PASSAGE GIVEN:
———
Last but not least by helping others to solve their problems and teach others one can gain significant amount of valuable experiences including new features of MATLAB/Simulink packages and their toolboxes.
Kerry Paparusi
Kerry Paparusi on 2 Jun 2022
I've used MatLab for a couple days. I bought a big book on how to code a particle accelerator. I figure by the time I finish I should have the hang of it. So far, not all the code is running smoothly. I am not mad. Thats how I learn.
DGM
DGM on 6 Jul 2021
Everyone else here has covered what are arguably the more useful answers. I'm no expert, but I think one point that hasn't been mentioned (similar to Stephen's last point) was to spend some time to casually become familiar with your tools without the burden of performing a task for others.
I was taught to type on a typewriter and came away from all that practice without any practical typing ability. It wasn't until I was motivated to communicate with others in real time online that I learned to type for my own selfish motivations. Likewise, all the coursework and research I pushed through Matlab hardly taught me much in terms of breadth or depth of familiarity. It wasn't until I started writing my own projects that the challenges felt meaningfully rewarding and I began to find some shreds of confidence.
... maybe I just outed myself as a terrible learner. I guess I'm old enough to live with that.
Kerem Utku Demir
Kerem Utku Demir on 5 Jul 2021
Self-paced courses are enough.
Cutie
Cutie on 6 Jul 2021
@Walter Roberson, you are right. The self-paced course aren't enough until one start 'getting his/her hands dirty' with practical implementation before you can know 'how much you know!'. I have particulary found this community helpful.
Walter Roberson
Walter Roberson on 5 Jul 2021
Enough for what purpose?
If you visit the main MATLAB Answers page, http://www.mathworks.com/matlabcentral/answers and you look at the list of the 20 most recent questions: of those 20, how many would a person be able to answer after taking just self-paced courses?
Brett Pantalone
Brett Pantalone on 28 Jan 2021
It takes a little time to get proficient in MATLAB, especially if you are coming from more traditional programming languages. I agree with everything said in the previous answers, but I'd like to emphasize a few of the things that really helped me personally.
  • Understand how MATLAB uses vectors and matrices, and the various ways you can access them using subscripts and slices. Learn how to use a logical mask to filter elements of a vector or matrix.
  • Learn to vectorize operations. When you find yourself writing a FOR loop, try to eliminate it using a vector operation. Usually you can do it, making your code faster and easier to understand.
  • MATLAB's help system is one of the best. Use 'help <command>' to be reminded of command syntax, and 'doc <command>' to read about usage details and optional parameters.
  • Don't reinvent the wheel. MATLAB includes lots of built-in functions that can deal with many types of problems, not to mention all of the specialized toolboxes.
  • Don't try to write perfect code the first time. Get something working, verify your results, and then optimize it for size or speed if needed.
  • Use comments liberally to document your code. Even if something seems obvious today, after some time has passed you may find yourself wondering, "What the heck was I trying to do here?" Writing good comments saves time in the long run.
  • Break problems up into smaller pieces, and write functions instead of large scripts. This helps improve code architecture and makes it easier to reuse, debug, and share code.
———
EXTRACTED DATA:

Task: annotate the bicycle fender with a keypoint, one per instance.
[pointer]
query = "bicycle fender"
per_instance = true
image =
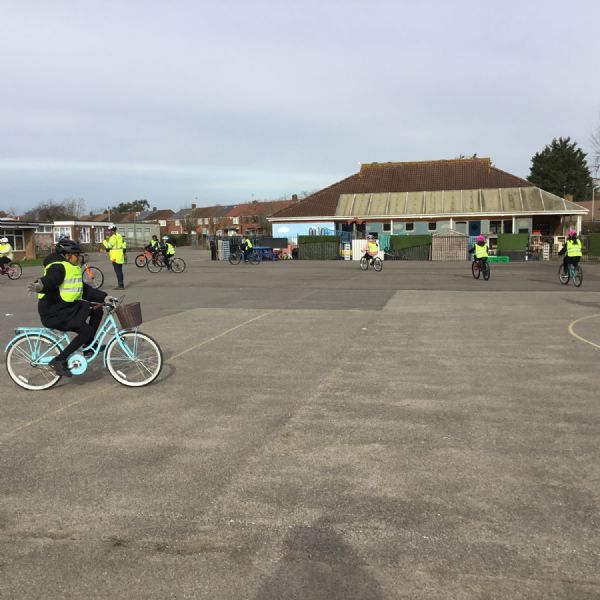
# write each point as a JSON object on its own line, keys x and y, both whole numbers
{"x": 19, "y": 336}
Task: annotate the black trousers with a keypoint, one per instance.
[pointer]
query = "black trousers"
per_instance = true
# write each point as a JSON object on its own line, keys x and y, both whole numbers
{"x": 119, "y": 273}
{"x": 85, "y": 330}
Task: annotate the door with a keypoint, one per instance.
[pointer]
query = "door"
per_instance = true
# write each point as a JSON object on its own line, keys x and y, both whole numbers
{"x": 474, "y": 228}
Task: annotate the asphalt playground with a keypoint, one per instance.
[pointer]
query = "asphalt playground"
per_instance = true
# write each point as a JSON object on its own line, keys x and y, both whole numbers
———
WHAT IS BEING ASKED:
Pick up the discussion on getting good at MATLAB where it ends, and write what comes next.

EXPECTED ANSWER:
  • Looking at other people's code helps with learning and understanding MATLAB's unique programming idioms and best practices. Check the file share section for solutions to specific problems.
  • Finally, the MathWorks question and answer forums have lots of helpful information. But you already knew that.
Good luck!
Walter Roberson
Walter Roberson on 28 Jan 2021
Vectorization is not always best. In some cases it can force you into multi-dimensional logical arrays, calculate the values over the whole range of possibilities as-if all the entries were going to be selected, and then selecting the answers using logical mask. As the dimensionality goes up, the fractional of entries that are eventually going to be selected can go down quickly, and it can become much faster to instead loop and select only limited subsets to calculate over.
Ryan Chapman
Ryan Chapman on 25 Nov 2020
Is this 5 years old? I hope you fingured it out by now.
Walter Roberson
Walter Roberson on 31 Oct 2020
The coffee is not strictly mandatory: I never drink the stuff myself.
I could claim that milk does just as well.. but more accurate would be that programming is greatly assisted by having a supply of comfort foods such as potato chips and chocolate.
Steven Lord
Steven Lord on 1 May 2020
Two questions that can be useful to ask when writing a significant piece of code are "What problem am I trying to solve?" and "What steps do I need to do to solve my problem?"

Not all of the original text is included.